在关于 SQL 行转列的节选中,行转列操作的本质是什么?

• **原文节选**
----

INSERT INTO stu_course_relation (stu_no, course_no, score)
VALUE ('stu_006', 'course_005', 85.00);

INSERT INTO stu_course_relation (stu_no, course_no, score)
VALUE ('stu_006', 'course_006', 86.00);

3、行转列

现在想要查询每个学生的学科成绩:

SELECT scr.stu_no, s.stu_name, c.course_name, scr.score
FROM stu_course_relation AS scr
LEFT JOIN student AS s ON scr.stu_no = s.stu_no
LEFT JOIN course AS c ON scr.course_no = c.course_no

效果如下:

效果是有了,但是学号和名字重复太多,我们想要的是一条学生信息中包含了各科的成绩,这就需要进行行转列操作(本质是分组 + 组合聚集函数):

(1)首先为了方便查询,可以将此查询结果用一个视图表示:

CREATE VIEW row_to_col_view AS
SELECT scr.stu_no, s.stu_name, c.course_name, scr.score
FROM stu_course_relation AS scr
LEFT JOIN student AS s ON scr.stu_no = s.stu_no
LEFT JOIN course AS c ON scr.course_no = c.course_no;

(2)接着进行行转列操作:

SELECT stu_no AS '学号', stu_name AS '姓名',
MAX(IF(course_name = '语文', score, 0.00)) AS '语文',
MAX(IF(course_name = '数学', score, 0.00)) AS '数学',
MAX(IF(course_name = '英语', score, 0.00)) AS '英语',
MAX(IF(course_name = '物理', score, 0.00)) AS '物理',
MAX(IF(course_name = '化学', score, 0.00)) AS '化学',
MAX(IF(course_name = '生物', score, 0.00)) AS '生物'
FROM row_to_col_view
GROUP BY stu_no

效果如下:

这里可以使用 IF 也可以使用 CASE...THEN...,可以使用 SUM() 也可以使用 MAX() 聚集函数。

----

• **数据摘录**
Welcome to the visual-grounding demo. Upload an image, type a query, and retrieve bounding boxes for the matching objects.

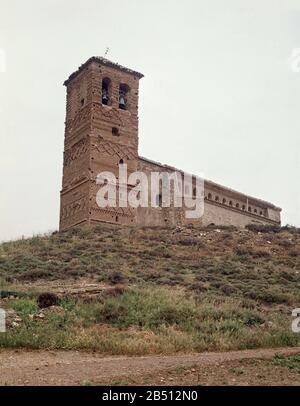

----

• **练习结果**
行转列操作的本质是分组加组合聚集函数。